*给定原文*
===============
AOJ-351-求最值之差
Description
给出N个数,求第a个数到第b个数之间最大的数减去最小的数的结果
Input
N(N小于100,000),M(M小于100,000)
接下来有N个数
接下来M组范围,所有数均在[0,231-1]内
每个范围有2个整数a,b(1<=a<=b<=N)
Output
每行输出一个结果
Sample Input
5 3
4 2 5 1 10
1 5
2 3
2 2
Sample Output
9
3
0
—————————————————并不华丽的分界———————————————————————————————-
这题没什么好说的,线段树模板题。如果想要了解线段树,以及学习更多线段树,请戳http://blog.csdn.net/metalseed/article/details/8039326 里面详细的把线段树的单点更新和区间更新给介绍了一遍,嗯,还有很多例题。
#include <bits/stdc++.h>
using namespace std;
#define lson rt << 1
#define rson rt << 1 | 1
const int maxn = 100001;
struct panel
{
int l, r;
int big, small;
}tree[maxn << 2];
void build(int rt, int l, int r)
{
tree[rt].l = l;
tree[rt].r = r;
tree[rt].big = 0;
tree[rt].small = 0;
if(l == r){
scanf("%d",&tree[rt].big);
tree[rt].small = tree[rt].big;
return;
}
int mid = (l + r) >> 1;
build(lson, l, mid);
build(rson, mid + 1, r);
tree[rt].big = max(tree[lson].big, tree[rson].big);
tree[rt].small = min(tree[lson].small, tree[rson].small);
}
int QueryMax(int rt, int l, int r)
===============
指点与标注条目:
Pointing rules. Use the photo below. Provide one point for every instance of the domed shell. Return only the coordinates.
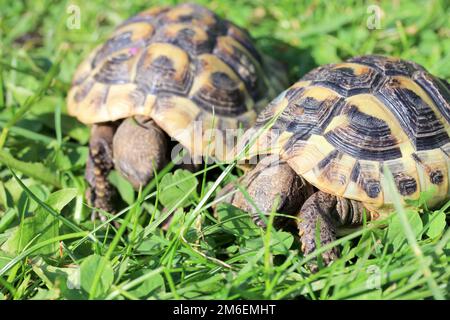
(183, 66)
(342, 124)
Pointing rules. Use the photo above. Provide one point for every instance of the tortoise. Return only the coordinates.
(324, 144)
(162, 73)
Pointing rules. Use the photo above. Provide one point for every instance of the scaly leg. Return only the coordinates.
(272, 178)
(331, 212)
(140, 149)
(99, 165)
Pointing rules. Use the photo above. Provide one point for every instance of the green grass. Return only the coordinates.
(49, 248)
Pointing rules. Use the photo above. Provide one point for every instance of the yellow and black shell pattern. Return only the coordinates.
(183, 66)
(342, 124)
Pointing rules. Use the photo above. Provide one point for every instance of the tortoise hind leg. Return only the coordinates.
(331, 212)
(99, 165)
(140, 148)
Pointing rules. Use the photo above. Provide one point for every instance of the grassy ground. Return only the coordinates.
(49, 248)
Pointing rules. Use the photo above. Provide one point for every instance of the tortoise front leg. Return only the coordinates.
(330, 212)
(99, 165)
(140, 148)
(271, 180)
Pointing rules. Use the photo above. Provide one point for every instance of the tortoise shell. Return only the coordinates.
(179, 65)
(341, 124)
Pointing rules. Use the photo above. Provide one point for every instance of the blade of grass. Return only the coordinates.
(38, 246)
(29, 103)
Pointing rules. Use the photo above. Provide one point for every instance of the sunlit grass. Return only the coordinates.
(49, 247)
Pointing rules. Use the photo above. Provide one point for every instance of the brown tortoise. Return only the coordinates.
(161, 72)
(330, 136)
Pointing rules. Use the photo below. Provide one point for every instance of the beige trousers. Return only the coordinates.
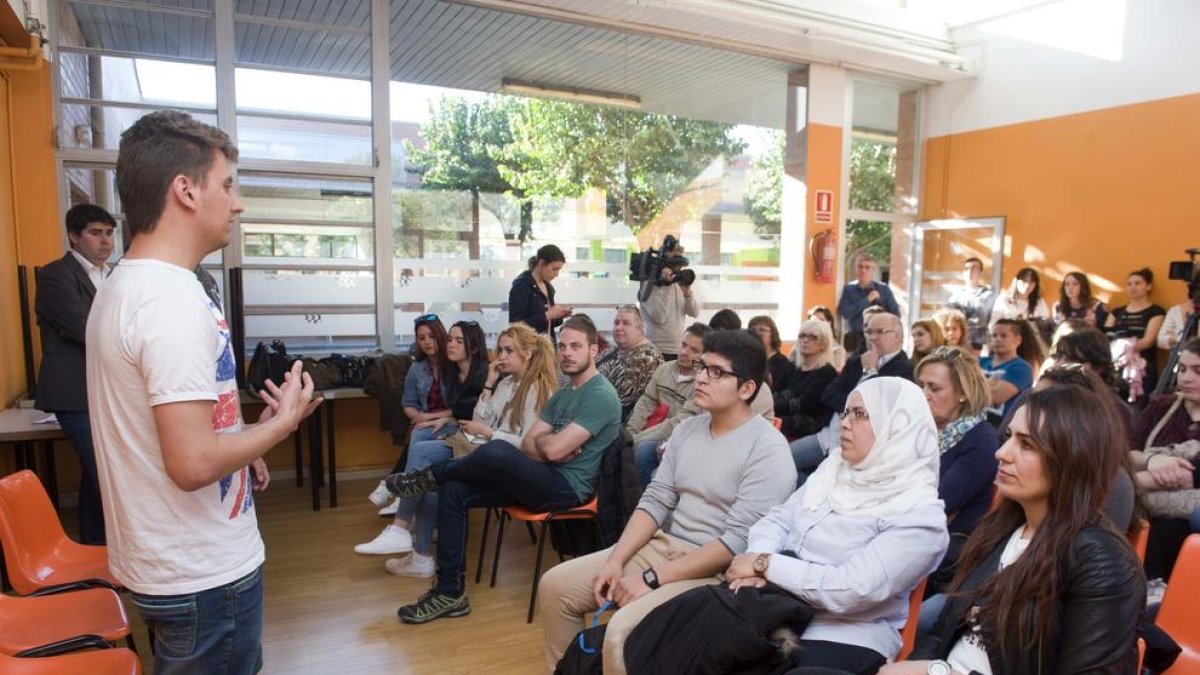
(564, 596)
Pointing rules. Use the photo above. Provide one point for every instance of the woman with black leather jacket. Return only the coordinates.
(1045, 585)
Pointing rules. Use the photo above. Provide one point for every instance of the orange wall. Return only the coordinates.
(1105, 192)
(823, 173)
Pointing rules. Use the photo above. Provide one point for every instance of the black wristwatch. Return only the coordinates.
(651, 578)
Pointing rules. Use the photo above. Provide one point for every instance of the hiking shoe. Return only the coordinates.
(390, 509)
(390, 542)
(435, 605)
(379, 496)
(417, 565)
(412, 483)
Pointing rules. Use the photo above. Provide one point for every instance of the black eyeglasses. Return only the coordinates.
(715, 371)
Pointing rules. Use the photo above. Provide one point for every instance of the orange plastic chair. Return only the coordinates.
(1140, 538)
(909, 633)
(583, 512)
(39, 555)
(1176, 615)
(48, 625)
(101, 662)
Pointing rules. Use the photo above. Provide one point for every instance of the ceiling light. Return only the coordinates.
(575, 94)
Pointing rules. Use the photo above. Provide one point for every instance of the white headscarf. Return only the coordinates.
(900, 471)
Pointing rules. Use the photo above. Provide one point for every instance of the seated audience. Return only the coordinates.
(555, 467)
(799, 406)
(1045, 584)
(516, 387)
(927, 336)
(859, 535)
(883, 356)
(630, 363)
(1167, 457)
(1075, 300)
(778, 365)
(671, 390)
(1023, 299)
(954, 330)
(720, 472)
(725, 320)
(958, 395)
(822, 312)
(424, 396)
(1138, 322)
(1007, 372)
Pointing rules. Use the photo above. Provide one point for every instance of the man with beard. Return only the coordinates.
(556, 467)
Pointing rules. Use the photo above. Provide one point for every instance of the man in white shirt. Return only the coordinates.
(177, 465)
(65, 290)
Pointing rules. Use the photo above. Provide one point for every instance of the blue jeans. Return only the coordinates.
(210, 632)
(77, 425)
(425, 507)
(646, 457)
(492, 476)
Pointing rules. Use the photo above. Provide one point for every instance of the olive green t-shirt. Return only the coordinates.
(594, 406)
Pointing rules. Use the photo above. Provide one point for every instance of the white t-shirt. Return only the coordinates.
(155, 338)
(969, 653)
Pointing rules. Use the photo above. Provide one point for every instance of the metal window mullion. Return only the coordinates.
(381, 132)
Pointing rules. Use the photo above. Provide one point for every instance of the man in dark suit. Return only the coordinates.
(65, 290)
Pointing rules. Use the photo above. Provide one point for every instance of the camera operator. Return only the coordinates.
(1171, 333)
(667, 300)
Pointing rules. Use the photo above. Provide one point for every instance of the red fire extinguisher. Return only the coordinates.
(825, 256)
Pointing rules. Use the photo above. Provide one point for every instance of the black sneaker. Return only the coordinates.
(412, 484)
(435, 605)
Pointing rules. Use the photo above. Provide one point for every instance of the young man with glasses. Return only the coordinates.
(556, 467)
(721, 471)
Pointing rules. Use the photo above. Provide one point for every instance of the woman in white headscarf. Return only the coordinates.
(861, 533)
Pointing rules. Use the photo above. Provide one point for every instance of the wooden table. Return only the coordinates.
(18, 429)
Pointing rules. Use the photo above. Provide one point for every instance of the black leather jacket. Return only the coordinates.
(1098, 613)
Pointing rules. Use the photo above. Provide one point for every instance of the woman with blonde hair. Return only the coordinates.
(799, 405)
(517, 386)
(927, 336)
(954, 329)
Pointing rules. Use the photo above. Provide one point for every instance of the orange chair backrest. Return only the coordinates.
(29, 527)
(1140, 538)
(909, 633)
(1177, 611)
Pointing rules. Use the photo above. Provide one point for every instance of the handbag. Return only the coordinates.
(585, 653)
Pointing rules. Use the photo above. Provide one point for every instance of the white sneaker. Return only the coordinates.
(390, 509)
(415, 565)
(379, 496)
(391, 541)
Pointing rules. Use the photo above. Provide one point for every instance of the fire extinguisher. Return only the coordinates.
(825, 256)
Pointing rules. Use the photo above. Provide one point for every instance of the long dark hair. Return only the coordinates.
(1085, 292)
(1075, 432)
(439, 335)
(1036, 293)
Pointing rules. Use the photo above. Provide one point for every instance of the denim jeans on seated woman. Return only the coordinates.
(425, 507)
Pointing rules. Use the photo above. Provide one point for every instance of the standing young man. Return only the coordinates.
(721, 471)
(177, 466)
(556, 467)
(65, 290)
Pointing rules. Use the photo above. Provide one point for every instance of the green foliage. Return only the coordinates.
(763, 197)
(553, 150)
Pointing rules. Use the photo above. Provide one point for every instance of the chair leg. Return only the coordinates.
(499, 539)
(483, 544)
(537, 569)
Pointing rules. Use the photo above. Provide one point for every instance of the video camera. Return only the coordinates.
(648, 264)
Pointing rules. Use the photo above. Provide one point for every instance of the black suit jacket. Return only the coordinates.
(835, 394)
(63, 302)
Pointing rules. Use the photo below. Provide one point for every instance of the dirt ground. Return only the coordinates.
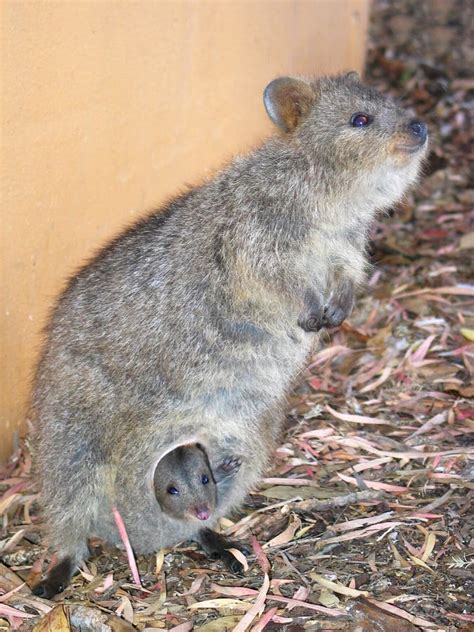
(366, 521)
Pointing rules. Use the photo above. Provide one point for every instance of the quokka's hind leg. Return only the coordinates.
(216, 547)
(58, 577)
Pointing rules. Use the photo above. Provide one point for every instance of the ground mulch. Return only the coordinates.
(366, 520)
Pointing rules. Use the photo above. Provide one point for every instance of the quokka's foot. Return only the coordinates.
(216, 547)
(55, 581)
===============
*布置任务*
A. 在求最值之差题解的代码里,结构体 panel 有哪些成员变量?全部列出来。
B. 根据求最值之差题解,回答这几个问题:
(i) 输入的 N 要小于多少?
(ii) 作者认为这道题属于哪一类题?
(iii) 代码中常量 maxn 的值是多少?
C. 接着求最值之差题解的代码往下写,从它停下的地方开始。
这些条目这次用不上。

*逐题答案*
A. l、r、big、small

B.
(i) 小于100,000。
(ii) 线段树模板题。
(iii) 100001。

C.
{
int mid = (tree[rt].l + tree[rt].r) >> 1;
if(tree[rt].l == l && tree[rt].r == r)
return tree[rt].big;
else if(r <= mid)
return QueryMax(lson, l, r);
else if(l > mid)
return QueryMax(rson, l, r);
else
return max(QueryMax(lson, l, mid),QueryMax(rson, mid + 1, r));
}
int QueryMin(int rt, int l, int r)
{
int mid = (tree[rt].l + tree[rt].r) >> 1;
if(tree[rt].l == l && tree[rt].r == r)
return tree[rt].small;
else if(r <= mid)
return QueryMin(lson, l, r);
else if(l > mid)
return QueryMin(rson, l, r);
else
return min(QueryMin(lson, l, mid),QueryMin(rson, mid + 1, r));
}
int main()
{
int n,m;
scanf("%d%d",&n,&m);
build(1,1,n);
for(int i = 0; i < m; i++)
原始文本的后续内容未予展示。